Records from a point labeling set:
━━━━━━━━━━

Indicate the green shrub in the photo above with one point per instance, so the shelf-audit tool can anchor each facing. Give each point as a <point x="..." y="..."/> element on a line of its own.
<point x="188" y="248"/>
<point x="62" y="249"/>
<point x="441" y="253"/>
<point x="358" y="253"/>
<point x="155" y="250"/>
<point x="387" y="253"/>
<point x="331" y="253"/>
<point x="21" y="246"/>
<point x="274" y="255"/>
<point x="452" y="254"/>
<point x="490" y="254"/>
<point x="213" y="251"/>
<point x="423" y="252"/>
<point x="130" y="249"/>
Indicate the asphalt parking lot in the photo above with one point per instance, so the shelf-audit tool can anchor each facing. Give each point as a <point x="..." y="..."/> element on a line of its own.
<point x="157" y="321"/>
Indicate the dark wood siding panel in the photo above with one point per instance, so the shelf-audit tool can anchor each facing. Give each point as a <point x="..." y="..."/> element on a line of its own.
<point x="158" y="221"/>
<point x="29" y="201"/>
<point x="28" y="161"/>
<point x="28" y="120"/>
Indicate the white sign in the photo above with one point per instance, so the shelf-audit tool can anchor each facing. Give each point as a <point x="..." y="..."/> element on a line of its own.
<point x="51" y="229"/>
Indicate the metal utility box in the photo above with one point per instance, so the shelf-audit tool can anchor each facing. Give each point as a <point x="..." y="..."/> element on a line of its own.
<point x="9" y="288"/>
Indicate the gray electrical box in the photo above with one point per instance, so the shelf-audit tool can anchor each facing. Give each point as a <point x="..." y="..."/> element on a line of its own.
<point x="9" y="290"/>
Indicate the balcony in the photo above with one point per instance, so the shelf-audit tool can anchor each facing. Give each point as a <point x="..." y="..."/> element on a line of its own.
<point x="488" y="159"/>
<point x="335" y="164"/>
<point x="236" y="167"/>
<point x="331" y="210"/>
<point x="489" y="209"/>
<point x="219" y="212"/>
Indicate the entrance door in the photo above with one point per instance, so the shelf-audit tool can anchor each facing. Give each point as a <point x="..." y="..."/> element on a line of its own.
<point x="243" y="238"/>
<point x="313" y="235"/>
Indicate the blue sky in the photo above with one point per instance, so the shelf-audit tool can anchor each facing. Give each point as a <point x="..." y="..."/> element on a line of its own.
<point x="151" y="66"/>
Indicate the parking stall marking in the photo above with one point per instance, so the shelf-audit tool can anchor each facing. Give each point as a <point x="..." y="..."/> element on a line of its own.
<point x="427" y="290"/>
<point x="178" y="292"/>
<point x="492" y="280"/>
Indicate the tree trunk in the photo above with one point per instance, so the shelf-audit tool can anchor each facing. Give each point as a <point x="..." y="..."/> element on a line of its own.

━━━━━━━━━━

# Goal of the exercise
Change "shelf-audit tool" to "inventory tool" throughout the records above, leaving every other part of each line unchanged.

# Task solution
Indicate the green shrub in the photo above with one point per instance, so the inventory tool can anchor each facing. Give each point as a <point x="..." y="..."/> element on a line of its own.
<point x="188" y="248"/>
<point x="62" y="249"/>
<point x="441" y="253"/>
<point x="358" y="253"/>
<point x="155" y="250"/>
<point x="387" y="253"/>
<point x="331" y="253"/>
<point x="21" y="246"/>
<point x="274" y="255"/>
<point x="452" y="254"/>
<point x="490" y="254"/>
<point x="213" y="251"/>
<point x="423" y="252"/>
<point x="130" y="249"/>
Indicate the asphalt parking lot in the photo above with one point per instance, so the inventory tool can anchor each facing. Give each point as a <point x="..." y="..."/> element on a line of its own.
<point x="157" y="321"/>
Indicate the dark wood siding panel in the photo above with one point per instance, so the inventory tool can anchor each facing. Give each point as a <point x="..." y="..."/> element on a line of its own.
<point x="158" y="221"/>
<point x="29" y="201"/>
<point x="28" y="161"/>
<point x="28" y="120"/>
Indicate the white sign in the photo above with one point per instance, so the inventory tool can anchor each facing. Give each point as a <point x="..." y="..."/> element on a line of its own.
<point x="51" y="229"/>
Indicate the metal utility box in the photo above with one point per instance, so the inventory tool can anchor each facing. Give each point as a <point x="..." y="..."/> element on a line of its own.
<point x="9" y="288"/>
Indicate the gray electrical box in the photo above with one point per instance, so the inventory tool can anchor each facing. Give each point as a <point x="..." y="..."/> element on a line of its own.
<point x="9" y="290"/>
Indicate the balcony in the photo above with one point per instance, so the inventory tool can anchor each facing. Give each point as a <point x="..." y="..."/> element on a line of its own.
<point x="488" y="159"/>
<point x="335" y="164"/>
<point x="236" y="167"/>
<point x="331" y="210"/>
<point x="489" y="209"/>
<point x="219" y="212"/>
Indicate the entrance door in the photo above with one point per instance, so the inventory tool can anchor each facing. Give each point as a <point x="..." y="..."/> element on a line of its own.
<point x="243" y="238"/>
<point x="313" y="235"/>
Indicate the blue sky in the photo above with one point per instance, so the inventory tool can anchor each facing. Give each point as a <point x="..." y="..."/> element on a line of its own.
<point x="151" y="66"/>
Indicate the parking stall marking in the photo above with one point per instance, so the inventory tool can anchor each facing. Give each point as a <point x="..." y="..."/> element on a line of its own.
<point x="427" y="290"/>
<point x="178" y="292"/>
<point x="492" y="280"/>
Indicate the tree trunk in the photo above with one point per instance, so the inventory tool can anchor each facing. Give each point as a <point x="..." y="..."/> element on a line of its own.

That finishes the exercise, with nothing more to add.